[Begin TEXT SEGMENT]

# New little girl



## TiffofMo (Jan 10, 2011)

Took Cooper to Ok today and traded him for Gypsy a little Nigerien ??? Not sure if she full or mixed. Shes got wattles and a cute little belt going around her. Im guessing the easiest way to name her color is black and white Swiss mark doe i think lol. :clap: she is a cutie 
Her the pics on my FB page
http://www.facebook.com/pages/Joy-Bell- ... 3876610131


----------



## freedomstarfarm (Mar 25, 2011)

Cute, Congrats!


----------



## toth boer goats (Jul 20, 2008)

Aww...too cute...... :thumb:


----------



## RMADairyGoats (Jun 20, 2011)

Congrats! She's cute


----------



## ksalvagno (Oct 6, 2009)

Very cute! Congrats!


----------



## silvergramma (Nov 9, 2009)

could you please post it in here ,, cant get facebook on public library.. they have it and myspace blocked ..I hate that..


----------



## TiffofMo (Jan 10, 2011)

Sorry I download all my pics to my Facebook page most of the time and forget there are some people that don't have a account. here is some pics of her. And i swear her head does not look like that in person. Kindof looks likes its to big for her lol.


----------



## DavyHollow (Jul 14, 2011)

Haha, the head looks endearing in the pictures   
So pretty! I like her name too.
Congrats!    :stars:


----------



## silvergramma (Nov 9, 2009)

she is so precious,, beautiful markings... love new additions


----------

[End TEXT SEGMENT]
[Begin EXTRACTED DATA]

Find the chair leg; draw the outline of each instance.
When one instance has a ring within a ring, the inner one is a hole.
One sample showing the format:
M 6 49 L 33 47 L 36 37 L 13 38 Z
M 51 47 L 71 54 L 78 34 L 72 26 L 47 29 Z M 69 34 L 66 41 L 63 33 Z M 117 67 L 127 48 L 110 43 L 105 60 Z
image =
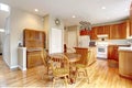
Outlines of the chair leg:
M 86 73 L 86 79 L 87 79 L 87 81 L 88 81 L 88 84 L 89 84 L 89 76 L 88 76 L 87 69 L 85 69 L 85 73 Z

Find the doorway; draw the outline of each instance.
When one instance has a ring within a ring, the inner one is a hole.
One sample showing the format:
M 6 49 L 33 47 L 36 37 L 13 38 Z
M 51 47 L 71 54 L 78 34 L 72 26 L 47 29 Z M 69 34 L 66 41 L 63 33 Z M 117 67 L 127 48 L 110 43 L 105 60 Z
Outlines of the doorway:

[End EXTRACTED DATA]
[Begin EXTRACTED DATA]

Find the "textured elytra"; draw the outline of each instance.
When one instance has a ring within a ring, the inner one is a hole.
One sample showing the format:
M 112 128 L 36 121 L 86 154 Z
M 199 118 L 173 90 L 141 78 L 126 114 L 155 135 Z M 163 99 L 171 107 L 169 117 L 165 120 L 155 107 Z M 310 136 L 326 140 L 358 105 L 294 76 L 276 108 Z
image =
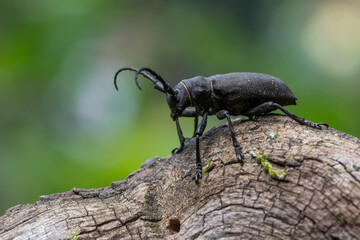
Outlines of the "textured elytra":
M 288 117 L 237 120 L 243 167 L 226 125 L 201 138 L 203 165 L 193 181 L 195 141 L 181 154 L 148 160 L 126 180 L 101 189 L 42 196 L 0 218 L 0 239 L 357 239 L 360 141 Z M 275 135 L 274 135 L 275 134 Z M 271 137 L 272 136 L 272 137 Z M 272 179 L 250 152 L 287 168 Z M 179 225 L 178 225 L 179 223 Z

[End EXTRACTED DATA]
[Begin EXTRACTED DATA]

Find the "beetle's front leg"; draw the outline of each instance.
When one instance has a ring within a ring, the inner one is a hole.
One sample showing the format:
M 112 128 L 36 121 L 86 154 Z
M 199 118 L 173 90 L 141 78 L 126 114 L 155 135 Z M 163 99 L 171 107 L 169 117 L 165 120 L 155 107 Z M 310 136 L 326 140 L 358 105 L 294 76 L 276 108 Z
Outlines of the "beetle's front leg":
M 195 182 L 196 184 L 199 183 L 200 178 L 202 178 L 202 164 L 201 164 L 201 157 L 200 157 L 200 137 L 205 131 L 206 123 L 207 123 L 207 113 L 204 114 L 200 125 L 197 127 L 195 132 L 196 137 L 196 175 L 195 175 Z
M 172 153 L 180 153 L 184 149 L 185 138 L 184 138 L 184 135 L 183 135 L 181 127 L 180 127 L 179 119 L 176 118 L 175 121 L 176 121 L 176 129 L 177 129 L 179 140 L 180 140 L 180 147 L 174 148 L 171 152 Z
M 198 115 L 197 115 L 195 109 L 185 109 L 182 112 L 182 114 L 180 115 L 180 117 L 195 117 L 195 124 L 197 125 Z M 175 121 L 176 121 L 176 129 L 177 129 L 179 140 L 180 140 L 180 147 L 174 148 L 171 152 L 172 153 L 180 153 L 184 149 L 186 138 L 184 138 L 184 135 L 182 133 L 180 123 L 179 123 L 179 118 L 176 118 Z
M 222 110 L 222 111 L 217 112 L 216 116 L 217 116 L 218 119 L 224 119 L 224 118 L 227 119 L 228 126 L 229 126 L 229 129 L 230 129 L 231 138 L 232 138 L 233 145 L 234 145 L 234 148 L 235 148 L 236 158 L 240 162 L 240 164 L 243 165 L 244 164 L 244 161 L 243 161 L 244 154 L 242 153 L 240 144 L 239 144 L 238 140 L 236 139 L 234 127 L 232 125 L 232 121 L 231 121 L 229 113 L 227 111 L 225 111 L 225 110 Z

[End EXTRACTED DATA]

TASK INSTRUCTIONS:
- A) In the forum thread about the new goat, which animal did TiffofMo trade away to get Gypsy?
- B) Write out the part of the forum thread about the new goat from "Very cute! Congrats!" up to and including "blocked ..I hate that..".

ANSWER LIST:
- A) Cooper

- B)
Very cute! Congrats!


----------



## silvergramma (Nov 9, 2009)

could you please post it in here ,, cant get facebook on public library.. they have it and myspace blocked ..I hate that..